§ **WORK TO BE COMPLETED**
Show every line of the data where the word "cliff" can be found.
(EXERCISE DATA begins)
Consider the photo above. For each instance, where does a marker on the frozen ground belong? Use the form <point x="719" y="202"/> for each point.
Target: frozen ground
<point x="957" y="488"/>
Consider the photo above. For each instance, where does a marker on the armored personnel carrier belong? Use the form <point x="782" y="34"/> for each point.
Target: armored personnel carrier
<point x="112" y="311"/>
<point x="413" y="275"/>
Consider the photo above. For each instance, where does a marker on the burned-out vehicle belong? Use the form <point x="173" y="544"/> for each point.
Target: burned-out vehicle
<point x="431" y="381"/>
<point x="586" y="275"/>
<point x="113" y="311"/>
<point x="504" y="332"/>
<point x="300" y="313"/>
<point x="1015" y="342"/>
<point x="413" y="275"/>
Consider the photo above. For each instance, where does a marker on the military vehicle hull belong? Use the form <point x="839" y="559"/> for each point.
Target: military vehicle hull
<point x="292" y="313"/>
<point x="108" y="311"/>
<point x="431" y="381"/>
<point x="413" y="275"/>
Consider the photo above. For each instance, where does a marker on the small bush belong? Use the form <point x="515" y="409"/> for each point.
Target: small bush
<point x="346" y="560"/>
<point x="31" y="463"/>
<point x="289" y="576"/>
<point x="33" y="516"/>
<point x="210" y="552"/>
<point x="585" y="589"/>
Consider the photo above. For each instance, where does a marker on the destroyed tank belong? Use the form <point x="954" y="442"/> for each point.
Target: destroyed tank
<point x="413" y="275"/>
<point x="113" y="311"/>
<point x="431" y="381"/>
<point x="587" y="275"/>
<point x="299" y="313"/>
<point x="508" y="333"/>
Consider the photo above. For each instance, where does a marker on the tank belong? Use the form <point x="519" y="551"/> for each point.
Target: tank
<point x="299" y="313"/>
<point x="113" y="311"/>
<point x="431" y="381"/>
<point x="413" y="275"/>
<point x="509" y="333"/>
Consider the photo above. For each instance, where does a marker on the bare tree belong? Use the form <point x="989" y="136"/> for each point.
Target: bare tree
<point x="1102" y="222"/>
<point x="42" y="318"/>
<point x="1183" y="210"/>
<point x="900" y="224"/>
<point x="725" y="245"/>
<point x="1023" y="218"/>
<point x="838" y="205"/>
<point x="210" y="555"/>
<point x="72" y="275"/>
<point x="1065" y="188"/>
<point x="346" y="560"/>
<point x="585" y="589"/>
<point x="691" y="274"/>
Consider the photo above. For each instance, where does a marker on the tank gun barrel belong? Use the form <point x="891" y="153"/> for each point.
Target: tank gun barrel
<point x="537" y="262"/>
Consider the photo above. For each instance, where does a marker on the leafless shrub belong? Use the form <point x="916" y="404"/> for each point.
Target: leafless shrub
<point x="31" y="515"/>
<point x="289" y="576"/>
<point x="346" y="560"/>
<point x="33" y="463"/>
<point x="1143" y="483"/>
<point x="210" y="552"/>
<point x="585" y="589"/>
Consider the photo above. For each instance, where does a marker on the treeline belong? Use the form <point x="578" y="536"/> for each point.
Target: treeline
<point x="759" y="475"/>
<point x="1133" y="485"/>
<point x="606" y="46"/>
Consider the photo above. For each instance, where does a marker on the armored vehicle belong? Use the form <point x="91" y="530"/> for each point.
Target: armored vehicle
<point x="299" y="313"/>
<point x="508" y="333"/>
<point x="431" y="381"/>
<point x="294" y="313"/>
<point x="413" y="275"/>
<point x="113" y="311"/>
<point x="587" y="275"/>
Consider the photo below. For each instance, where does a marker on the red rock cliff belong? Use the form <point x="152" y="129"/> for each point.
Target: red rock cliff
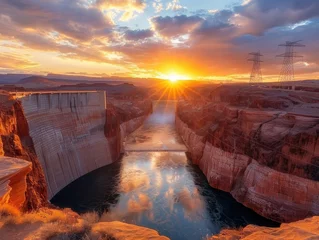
(EXERCISE DATA ends)
§ **TASK SOLUTION**
Consider the photo below. For each instance, where does a marker on the red rock cliff belong? Use the form <point x="152" y="129"/> for each point.
Target: red rock cliff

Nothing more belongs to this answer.